## Instructions for the task
Restate every line of the material, word for word.

## Material for this exercise
--------
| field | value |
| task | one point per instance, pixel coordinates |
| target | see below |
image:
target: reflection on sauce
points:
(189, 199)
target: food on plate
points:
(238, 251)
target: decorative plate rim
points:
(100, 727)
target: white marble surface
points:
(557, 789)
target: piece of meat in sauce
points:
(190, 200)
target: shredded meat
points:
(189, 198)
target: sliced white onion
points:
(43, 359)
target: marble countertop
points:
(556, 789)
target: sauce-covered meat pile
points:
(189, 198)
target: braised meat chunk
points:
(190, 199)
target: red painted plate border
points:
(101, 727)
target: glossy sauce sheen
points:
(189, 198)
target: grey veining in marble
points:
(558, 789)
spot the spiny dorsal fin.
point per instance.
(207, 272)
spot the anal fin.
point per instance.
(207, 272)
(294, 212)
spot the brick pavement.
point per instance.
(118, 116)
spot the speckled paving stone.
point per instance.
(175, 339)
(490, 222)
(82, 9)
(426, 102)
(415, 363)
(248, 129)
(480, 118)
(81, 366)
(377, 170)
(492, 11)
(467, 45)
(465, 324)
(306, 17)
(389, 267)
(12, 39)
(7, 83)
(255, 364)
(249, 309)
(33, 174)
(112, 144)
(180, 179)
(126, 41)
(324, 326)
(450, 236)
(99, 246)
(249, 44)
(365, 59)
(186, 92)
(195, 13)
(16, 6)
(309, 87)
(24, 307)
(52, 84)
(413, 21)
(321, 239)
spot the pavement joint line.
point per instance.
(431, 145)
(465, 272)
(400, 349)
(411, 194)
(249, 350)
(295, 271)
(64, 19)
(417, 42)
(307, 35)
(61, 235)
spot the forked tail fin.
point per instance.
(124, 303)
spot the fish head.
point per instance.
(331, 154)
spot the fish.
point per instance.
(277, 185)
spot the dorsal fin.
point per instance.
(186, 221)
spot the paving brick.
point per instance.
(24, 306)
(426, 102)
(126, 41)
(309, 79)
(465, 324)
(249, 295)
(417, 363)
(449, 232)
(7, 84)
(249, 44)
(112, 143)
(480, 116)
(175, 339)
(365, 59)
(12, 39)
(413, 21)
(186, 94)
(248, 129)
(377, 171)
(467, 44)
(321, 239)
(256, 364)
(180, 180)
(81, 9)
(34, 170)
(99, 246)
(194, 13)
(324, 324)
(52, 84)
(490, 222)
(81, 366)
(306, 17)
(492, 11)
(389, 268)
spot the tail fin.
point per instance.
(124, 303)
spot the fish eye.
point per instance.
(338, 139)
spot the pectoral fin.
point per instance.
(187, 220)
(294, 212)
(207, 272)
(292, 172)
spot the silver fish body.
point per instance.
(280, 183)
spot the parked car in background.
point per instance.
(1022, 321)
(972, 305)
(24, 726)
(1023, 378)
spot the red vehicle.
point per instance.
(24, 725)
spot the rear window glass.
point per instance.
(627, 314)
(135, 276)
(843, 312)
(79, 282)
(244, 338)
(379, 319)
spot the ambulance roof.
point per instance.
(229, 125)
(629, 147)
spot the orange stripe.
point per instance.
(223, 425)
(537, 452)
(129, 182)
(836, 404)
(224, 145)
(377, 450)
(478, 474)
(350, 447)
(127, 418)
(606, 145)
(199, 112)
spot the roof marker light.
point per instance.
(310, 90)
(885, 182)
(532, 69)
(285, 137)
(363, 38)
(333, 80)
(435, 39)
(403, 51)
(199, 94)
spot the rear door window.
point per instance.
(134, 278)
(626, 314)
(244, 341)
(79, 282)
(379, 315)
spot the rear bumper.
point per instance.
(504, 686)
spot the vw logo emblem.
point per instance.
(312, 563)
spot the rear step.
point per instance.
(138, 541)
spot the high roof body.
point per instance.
--------
## Output for this exercise
| field | value |
| task | one point per instance, pixel coordinates |
| target | see below |
image:
target: reflection on sauce
points:
(189, 199)
target: food on plate
points:
(238, 251)
target: decorative plate rim
points:
(100, 727)
target: white marble surface
points:
(557, 789)
target: piece of meat in sauce
points:
(190, 200)
target: shredded meat
points:
(189, 198)
target: sliced white onion
points:
(43, 359)
target: marble countertop
points:
(556, 789)
target: sauce-covered meat pile
points:
(189, 198)
target: braised meat chunk
points:
(190, 199)
target: red painted plate border
points:
(101, 727)
target: glossy sauce sheen
points:
(189, 198)
target: grey veining in marble
points:
(558, 789)
spot the spiny dorsal fin.
point per instance.
(207, 272)
spot the anal fin.
point per instance.
(207, 272)
(294, 212)
spot the brick pavement.
point per instance.
(118, 116)
spot the speckled paving stone.
point per instance.
(175, 339)
(490, 222)
(82, 9)
(426, 102)
(415, 363)
(248, 129)
(480, 118)
(81, 366)
(377, 170)
(492, 11)
(467, 45)
(465, 324)
(306, 17)
(389, 267)
(12, 39)
(7, 83)
(255, 364)
(249, 309)
(33, 174)
(112, 144)
(180, 179)
(126, 41)
(324, 326)
(450, 236)
(99, 246)
(249, 44)
(365, 59)
(186, 92)
(195, 13)
(16, 6)
(309, 87)
(24, 307)
(52, 84)
(413, 21)
(321, 239)
spot the pavement joint line.
point per instance.
(431, 145)
(465, 272)
(400, 349)
(411, 194)
(249, 350)
(295, 271)
(64, 19)
(417, 42)
(307, 35)
(61, 235)
spot the forked tail fin.
point per instance.
(124, 303)
spot the fish head.
point per instance.
(331, 154)
spot the fish.
point per instance.
(277, 185)
spot the dorsal fin.
point per instance.
(186, 221)
spot the paving brick.
point per instance.
(24, 306)
(426, 102)
(126, 41)
(309, 79)
(465, 324)
(249, 295)
(417, 363)
(449, 232)
(7, 84)
(249, 44)
(112, 143)
(480, 116)
(175, 339)
(365, 59)
(12, 39)
(413, 21)
(186, 94)
(248, 129)
(377, 171)
(467, 44)
(321, 239)
(256, 364)
(180, 180)
(81, 9)
(34, 170)
(99, 246)
(194, 13)
(324, 324)
(52, 84)
(490, 222)
(81, 366)
(306, 17)
(492, 11)
(389, 268)
spot the tail fin.
point per instance.
(124, 303)
spot the fish eye.
point per instance.
(338, 139)
spot the pectoral fin.
point per instance.
(187, 220)
(294, 212)
(207, 272)
(292, 172)
spot the silver fish body.
point per instance.
(280, 183)
spot the parked car in background.
point per instance.
(1022, 321)
(972, 305)
(24, 726)
(1023, 378)
spot the red vehicle.
point per instance.
(24, 725)
spot the rear window glass.
point per instance.
(627, 314)
(135, 276)
(843, 312)
(79, 282)
(244, 338)
(379, 319)
spot the ambulance roof.
point per instance.
(229, 125)
(629, 147)
spot the orange stripe.
point per instance.
(223, 425)
(537, 452)
(129, 182)
(836, 404)
(224, 145)
(377, 450)
(478, 474)
(350, 447)
(127, 418)
(606, 145)
(199, 112)
spot the roof marker light.
point per instance.
(310, 90)
(885, 182)
(532, 69)
(285, 137)
(363, 38)
(333, 80)
(435, 39)
(403, 51)
(199, 94)
spot the rear door window.
point per instance.
(134, 278)
(626, 314)
(244, 341)
(79, 282)
(379, 315)
spot the rear bumper.
point per instance.
(504, 686)
spot the vw logo emblem.
point per instance.
(312, 563)
spot the rear step.
point per instance.
(138, 541)
spot the high roof body.
point per instance.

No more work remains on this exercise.